SELECTED PASSAGE =
In 899, a major rift occurred in the Isma'ili movement, when Hamdan Qarmat and Abu Muhammad Abdan denounced the movement's secret leadership at Salamiya, which had been taken over by Sa'id ibn al-Husayn, the future founder of the Fatimid Caliphate. Shortly after that, Hamdan Qarmat disappeared, while Abu Muhammad was murdered in the same year at the instigation of Zakarawayh ibn Mihrawayh, apparently on the instructions of Salamiya. After Hamdan's disappearance, the term "Qarmatians" was retained by all Isma'ilis who refused to recognize the claims of Sa'id, and subsequently of the Fatimid dynasty. Abu Sa'id likewise rejected Sa'id's claims; apart from ideological reasons and loyalty to his masters, political considerations may also have played a role, as this was "a favourable opportunity to make himself completely independent", as Wilferd Madelung put it. It was also at that time, according to Ibn Hawqal, that he had his rival Abu Zakariya al-Tamami imprisoned and executed, as he remained loyal to Sa'id. In later decades the Fatimids launched attempts to get the Qarmatian communities to recognize their leadership, but although they were successful in some areas, throughout their existence, the Qarmatians in Bahrayn refused to do so. Neither, however, did Abu Sa'id try to coordinate his movements with the other Qarmatian groups active in the Abbasid territories, such as the rebellions launched in Syria and Iraq by Zakarawayh ibn Mihrawayh and his sons in 901–907.

RECORDS PROVIDED =
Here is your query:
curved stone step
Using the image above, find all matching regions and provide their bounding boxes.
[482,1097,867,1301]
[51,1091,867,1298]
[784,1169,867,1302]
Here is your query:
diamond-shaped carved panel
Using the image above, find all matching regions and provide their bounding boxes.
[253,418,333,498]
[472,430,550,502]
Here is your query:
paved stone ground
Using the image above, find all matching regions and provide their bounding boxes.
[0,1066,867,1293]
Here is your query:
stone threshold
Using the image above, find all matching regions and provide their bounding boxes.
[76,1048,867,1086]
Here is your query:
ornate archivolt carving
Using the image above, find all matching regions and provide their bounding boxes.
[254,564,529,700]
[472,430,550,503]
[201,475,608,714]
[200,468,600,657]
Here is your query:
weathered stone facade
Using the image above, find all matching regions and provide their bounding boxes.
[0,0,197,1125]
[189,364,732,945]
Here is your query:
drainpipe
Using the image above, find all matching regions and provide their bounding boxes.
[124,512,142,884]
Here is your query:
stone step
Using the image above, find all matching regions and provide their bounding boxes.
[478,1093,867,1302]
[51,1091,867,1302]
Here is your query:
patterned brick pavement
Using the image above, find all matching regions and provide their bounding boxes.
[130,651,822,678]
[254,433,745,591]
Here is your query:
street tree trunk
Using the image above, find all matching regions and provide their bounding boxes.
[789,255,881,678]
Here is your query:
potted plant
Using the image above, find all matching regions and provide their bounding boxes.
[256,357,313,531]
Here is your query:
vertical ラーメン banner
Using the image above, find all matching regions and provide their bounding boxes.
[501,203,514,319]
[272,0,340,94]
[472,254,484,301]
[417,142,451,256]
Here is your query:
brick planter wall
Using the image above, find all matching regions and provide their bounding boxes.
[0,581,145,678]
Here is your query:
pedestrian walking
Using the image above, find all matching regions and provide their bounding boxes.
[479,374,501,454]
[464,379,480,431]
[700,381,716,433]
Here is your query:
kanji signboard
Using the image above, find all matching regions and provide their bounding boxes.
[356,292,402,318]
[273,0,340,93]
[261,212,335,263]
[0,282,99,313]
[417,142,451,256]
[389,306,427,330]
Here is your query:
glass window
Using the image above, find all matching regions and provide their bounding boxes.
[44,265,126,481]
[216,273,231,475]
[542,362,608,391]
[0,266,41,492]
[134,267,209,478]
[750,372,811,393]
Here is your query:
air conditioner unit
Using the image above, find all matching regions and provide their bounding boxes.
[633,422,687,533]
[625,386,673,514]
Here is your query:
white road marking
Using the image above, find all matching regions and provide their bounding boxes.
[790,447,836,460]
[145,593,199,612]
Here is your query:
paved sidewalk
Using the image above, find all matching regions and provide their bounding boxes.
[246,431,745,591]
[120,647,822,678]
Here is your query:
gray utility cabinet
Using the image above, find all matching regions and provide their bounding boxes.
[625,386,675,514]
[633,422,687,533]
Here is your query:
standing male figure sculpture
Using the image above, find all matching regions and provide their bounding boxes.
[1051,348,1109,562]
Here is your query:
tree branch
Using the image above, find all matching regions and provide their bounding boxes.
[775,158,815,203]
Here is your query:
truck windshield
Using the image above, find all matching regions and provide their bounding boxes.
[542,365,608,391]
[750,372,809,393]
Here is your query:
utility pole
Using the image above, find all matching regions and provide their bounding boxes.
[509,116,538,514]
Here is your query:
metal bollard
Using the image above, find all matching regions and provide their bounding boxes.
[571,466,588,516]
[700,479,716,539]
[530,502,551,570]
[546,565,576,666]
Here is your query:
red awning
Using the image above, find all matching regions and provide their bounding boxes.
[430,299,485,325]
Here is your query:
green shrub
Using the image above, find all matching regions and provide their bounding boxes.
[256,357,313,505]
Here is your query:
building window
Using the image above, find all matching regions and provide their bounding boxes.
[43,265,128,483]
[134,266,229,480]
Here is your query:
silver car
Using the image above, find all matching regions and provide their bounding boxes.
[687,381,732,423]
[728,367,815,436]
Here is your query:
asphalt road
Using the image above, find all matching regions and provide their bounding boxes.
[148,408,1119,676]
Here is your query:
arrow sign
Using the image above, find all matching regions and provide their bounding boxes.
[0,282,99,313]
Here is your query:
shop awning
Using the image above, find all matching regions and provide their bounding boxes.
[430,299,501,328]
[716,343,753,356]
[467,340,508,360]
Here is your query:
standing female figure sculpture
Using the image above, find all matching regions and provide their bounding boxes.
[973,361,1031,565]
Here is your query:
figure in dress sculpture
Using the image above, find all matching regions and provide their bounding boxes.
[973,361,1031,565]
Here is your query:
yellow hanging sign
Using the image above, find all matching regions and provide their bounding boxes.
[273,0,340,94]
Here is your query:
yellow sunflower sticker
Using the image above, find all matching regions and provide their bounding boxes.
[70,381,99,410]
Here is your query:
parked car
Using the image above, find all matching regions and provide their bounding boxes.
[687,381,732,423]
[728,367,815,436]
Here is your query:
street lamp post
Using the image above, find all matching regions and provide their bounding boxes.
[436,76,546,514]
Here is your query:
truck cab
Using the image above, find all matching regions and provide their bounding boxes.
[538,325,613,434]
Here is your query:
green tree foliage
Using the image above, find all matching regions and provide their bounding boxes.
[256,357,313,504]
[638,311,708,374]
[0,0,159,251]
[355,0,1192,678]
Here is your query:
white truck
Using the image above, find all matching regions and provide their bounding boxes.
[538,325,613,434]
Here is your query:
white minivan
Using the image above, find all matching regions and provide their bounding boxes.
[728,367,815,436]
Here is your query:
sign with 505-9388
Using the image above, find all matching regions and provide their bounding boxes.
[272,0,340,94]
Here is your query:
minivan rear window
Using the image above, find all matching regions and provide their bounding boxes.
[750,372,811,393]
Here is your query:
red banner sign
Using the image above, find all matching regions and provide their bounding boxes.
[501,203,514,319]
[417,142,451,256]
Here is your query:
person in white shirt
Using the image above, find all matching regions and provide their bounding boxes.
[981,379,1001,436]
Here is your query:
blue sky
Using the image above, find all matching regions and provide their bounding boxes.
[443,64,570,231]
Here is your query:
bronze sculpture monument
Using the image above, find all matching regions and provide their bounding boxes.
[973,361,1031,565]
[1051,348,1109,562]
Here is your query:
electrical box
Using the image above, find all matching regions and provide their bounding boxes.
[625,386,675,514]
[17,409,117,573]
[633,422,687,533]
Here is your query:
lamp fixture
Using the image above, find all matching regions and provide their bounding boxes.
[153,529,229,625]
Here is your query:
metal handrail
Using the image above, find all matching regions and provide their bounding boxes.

WHAT IS ASKED =
Answer these questions from the passage on the Qarmatians:
(a) In what year did the rift in the Isma'ili movement occur?
(b) According to Ibn Hawqal, which rival did Abu Sa'id have imprisoned and executed?
(c) In which regions did Zakarawayh ibn Mihrawayh and his sons launch rebellions, and during what years?

RESULT OF THE EXERCISE =
(a) 899
(b) Abu Zakariya al-Tamami
(c) Syria and Iraq, in 901–907